Task goal
Can you reproduce the hyponatremia passage word for word, starting at "The subjects were" and ending at "death and MI."?

Provided passage
□ □ □ □ □ □ □

Hyponatremia is one of the most common electrolyte imbalances in hospitalized patients, and has been associated with poor prognosis in patients hospitalized with congestive heart failure, in survivors of ST-elevation myocardial infarction (STEMI) and non-STEMI, and in patients hospitalized with community-acquired pneumonia. However, the prognostic value of hyponatremia has not been studied extensively in community-based, mature adult populations. New research indicates that hyponatremia is an independent predictor of death and myocardial infarction in this population (Am J Med 2009;122:679–686).
The population-based study involved 671 subjects age 55 to 75 with no overt heart disease. However, more than half had two risk factors such as diabetes, smoking, or family history of cardiovascular disease; the others had one or no such risk factors. A battery of lab tests was performed, including serum sodium analysis.
The subjects were divided into three study groups based on serum sodium levels: one with levels ≤134 mEq/L (2.1% of subjects); the second with levels ≤137 mEq/L (9.2% of subjects); and the third with levels ≥138 mEq/L (90.8% of subjects). The commonly used cut point for hyponatremia is 134 mEq/L, but the investigators also used 138 mEq/L as a conservative definition based on new research. Composite endpoints studied were death and MI.

□ □ □ □ □ □ □

[Stored records]

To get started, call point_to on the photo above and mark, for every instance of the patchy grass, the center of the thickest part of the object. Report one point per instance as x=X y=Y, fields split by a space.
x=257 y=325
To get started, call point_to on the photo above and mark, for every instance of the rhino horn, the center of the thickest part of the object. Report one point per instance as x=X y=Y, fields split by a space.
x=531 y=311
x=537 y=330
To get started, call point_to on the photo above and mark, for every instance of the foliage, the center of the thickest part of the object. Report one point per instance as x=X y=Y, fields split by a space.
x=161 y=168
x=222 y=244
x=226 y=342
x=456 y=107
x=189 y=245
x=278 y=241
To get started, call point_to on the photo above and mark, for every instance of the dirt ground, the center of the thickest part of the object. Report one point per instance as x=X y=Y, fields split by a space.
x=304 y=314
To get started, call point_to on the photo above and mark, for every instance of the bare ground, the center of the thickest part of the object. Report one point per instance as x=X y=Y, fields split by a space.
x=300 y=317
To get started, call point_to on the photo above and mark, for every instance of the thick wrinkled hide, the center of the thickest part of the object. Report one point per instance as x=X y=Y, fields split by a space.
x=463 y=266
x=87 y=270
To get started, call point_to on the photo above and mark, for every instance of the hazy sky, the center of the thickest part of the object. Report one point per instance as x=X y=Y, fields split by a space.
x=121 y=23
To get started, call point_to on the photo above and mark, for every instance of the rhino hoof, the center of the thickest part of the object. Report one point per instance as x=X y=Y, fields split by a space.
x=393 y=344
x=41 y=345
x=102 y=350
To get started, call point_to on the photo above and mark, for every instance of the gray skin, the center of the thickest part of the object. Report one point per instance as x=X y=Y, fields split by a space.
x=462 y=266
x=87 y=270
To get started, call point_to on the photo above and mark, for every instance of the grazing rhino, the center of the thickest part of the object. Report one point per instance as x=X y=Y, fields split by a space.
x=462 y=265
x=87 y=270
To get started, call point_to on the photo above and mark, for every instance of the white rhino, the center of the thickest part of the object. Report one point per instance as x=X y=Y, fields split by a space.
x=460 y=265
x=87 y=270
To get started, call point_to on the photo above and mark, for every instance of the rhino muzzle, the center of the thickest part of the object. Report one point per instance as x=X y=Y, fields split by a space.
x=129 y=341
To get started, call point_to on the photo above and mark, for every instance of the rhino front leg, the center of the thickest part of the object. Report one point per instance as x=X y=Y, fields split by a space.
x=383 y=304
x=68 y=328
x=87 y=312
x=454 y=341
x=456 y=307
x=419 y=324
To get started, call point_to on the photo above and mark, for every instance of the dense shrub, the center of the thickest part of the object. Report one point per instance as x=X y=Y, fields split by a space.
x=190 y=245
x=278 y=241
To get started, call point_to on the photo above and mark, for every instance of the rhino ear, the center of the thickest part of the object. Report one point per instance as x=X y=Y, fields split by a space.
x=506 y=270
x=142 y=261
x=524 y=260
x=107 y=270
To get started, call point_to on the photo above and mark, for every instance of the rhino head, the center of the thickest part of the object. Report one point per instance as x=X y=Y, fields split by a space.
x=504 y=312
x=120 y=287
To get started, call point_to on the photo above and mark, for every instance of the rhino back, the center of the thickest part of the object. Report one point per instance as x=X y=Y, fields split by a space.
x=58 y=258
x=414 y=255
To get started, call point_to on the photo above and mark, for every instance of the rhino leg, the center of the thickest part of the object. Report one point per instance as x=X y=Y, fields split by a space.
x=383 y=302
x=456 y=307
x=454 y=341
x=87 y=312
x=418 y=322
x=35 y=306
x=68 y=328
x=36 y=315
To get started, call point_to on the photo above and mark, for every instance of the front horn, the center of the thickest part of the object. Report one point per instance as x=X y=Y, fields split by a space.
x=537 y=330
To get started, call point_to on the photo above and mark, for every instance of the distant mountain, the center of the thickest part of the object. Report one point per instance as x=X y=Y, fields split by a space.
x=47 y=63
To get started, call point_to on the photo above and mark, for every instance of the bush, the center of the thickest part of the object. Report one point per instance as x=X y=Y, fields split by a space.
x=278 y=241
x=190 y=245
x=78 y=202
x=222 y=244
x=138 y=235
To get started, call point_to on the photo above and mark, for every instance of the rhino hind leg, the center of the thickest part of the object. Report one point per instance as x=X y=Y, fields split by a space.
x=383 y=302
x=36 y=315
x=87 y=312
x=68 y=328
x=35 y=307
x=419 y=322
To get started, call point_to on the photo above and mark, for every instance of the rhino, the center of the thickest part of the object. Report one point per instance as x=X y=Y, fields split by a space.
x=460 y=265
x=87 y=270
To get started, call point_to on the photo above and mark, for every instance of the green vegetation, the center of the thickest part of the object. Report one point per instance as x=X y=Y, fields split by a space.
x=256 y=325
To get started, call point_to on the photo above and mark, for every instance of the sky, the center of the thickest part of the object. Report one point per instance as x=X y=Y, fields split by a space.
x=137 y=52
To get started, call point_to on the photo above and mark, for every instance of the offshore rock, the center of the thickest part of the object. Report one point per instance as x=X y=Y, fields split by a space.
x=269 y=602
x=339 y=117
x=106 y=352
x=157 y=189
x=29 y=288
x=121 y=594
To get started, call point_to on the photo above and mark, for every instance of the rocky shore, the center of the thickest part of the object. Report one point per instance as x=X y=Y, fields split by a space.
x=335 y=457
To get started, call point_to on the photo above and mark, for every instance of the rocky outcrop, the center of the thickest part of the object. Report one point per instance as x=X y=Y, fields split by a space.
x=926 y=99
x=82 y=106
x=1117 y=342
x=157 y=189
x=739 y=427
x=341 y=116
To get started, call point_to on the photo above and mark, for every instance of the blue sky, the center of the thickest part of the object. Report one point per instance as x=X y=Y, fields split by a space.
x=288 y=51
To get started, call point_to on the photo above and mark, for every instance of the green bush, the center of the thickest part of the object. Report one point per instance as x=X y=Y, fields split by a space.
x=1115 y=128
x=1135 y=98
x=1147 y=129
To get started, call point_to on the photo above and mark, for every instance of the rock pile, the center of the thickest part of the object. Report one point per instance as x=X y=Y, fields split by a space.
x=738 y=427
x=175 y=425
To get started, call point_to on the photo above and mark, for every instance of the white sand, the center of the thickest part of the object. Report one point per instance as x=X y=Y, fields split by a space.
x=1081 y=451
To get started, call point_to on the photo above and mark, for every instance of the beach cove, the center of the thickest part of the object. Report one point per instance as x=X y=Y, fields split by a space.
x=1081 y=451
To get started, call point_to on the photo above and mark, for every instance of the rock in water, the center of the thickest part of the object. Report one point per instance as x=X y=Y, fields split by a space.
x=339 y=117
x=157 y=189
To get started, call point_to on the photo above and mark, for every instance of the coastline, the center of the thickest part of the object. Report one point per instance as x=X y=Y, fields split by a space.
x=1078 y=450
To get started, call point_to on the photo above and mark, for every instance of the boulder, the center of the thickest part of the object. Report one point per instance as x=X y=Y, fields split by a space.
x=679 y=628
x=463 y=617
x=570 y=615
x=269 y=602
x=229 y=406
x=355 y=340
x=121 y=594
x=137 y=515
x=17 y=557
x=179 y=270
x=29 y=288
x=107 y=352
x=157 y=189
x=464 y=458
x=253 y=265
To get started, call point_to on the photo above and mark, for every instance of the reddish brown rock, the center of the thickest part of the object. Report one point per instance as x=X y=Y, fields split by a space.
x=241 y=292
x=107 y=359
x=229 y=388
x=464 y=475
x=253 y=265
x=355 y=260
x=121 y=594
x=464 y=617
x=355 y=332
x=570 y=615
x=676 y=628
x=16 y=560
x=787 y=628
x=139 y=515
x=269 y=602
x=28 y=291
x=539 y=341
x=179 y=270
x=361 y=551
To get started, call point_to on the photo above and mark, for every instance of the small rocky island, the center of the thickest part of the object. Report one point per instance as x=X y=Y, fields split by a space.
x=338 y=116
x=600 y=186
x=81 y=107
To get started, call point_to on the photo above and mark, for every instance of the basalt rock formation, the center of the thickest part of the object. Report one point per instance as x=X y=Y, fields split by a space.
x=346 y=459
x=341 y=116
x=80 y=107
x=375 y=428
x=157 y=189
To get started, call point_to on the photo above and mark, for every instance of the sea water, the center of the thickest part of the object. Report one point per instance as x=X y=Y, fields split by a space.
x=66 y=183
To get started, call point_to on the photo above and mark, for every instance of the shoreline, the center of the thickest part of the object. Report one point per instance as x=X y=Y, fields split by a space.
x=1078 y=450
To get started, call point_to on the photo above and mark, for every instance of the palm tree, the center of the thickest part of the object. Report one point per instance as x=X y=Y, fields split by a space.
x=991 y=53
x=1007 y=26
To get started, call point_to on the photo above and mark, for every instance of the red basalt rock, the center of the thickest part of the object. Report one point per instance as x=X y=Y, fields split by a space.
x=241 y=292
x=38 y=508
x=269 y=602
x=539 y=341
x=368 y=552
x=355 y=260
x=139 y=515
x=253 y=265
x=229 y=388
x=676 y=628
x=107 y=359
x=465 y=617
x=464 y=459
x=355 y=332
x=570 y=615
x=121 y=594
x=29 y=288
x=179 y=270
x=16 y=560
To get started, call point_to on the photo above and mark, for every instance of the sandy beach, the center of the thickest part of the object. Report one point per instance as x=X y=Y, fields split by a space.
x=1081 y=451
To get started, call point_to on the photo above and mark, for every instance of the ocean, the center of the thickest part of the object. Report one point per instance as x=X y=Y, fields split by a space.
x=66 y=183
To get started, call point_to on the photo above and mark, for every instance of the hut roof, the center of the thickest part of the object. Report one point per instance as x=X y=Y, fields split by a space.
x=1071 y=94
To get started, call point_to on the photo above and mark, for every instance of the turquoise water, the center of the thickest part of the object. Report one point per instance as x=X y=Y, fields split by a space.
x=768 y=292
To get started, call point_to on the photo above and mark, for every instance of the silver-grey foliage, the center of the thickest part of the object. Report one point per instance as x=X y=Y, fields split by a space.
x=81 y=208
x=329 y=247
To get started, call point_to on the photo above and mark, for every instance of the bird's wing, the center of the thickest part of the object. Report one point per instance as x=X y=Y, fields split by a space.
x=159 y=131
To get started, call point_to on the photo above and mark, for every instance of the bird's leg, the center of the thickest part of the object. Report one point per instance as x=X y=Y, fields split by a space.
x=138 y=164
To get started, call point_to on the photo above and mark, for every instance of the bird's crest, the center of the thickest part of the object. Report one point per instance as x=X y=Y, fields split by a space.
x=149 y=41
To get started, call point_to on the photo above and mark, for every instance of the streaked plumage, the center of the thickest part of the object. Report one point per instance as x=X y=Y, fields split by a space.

□ □ □ □ □ □ □

Completed task
The subjects were divided into three study groups based on serum sodium levels: one with levels ≤134 mEq/L (2.1% of subjects); the second with levels ≤137 mEq/L (9.2% of subjects); and the third with levels ≥138 mEq/L (90.8% of subjects). The commonly used cut point for hyponatremia is 134 mEq/L, but the investigators also used 138 mEq/L as a conservative definition based on new research. Composite endpoints studied were death and MI.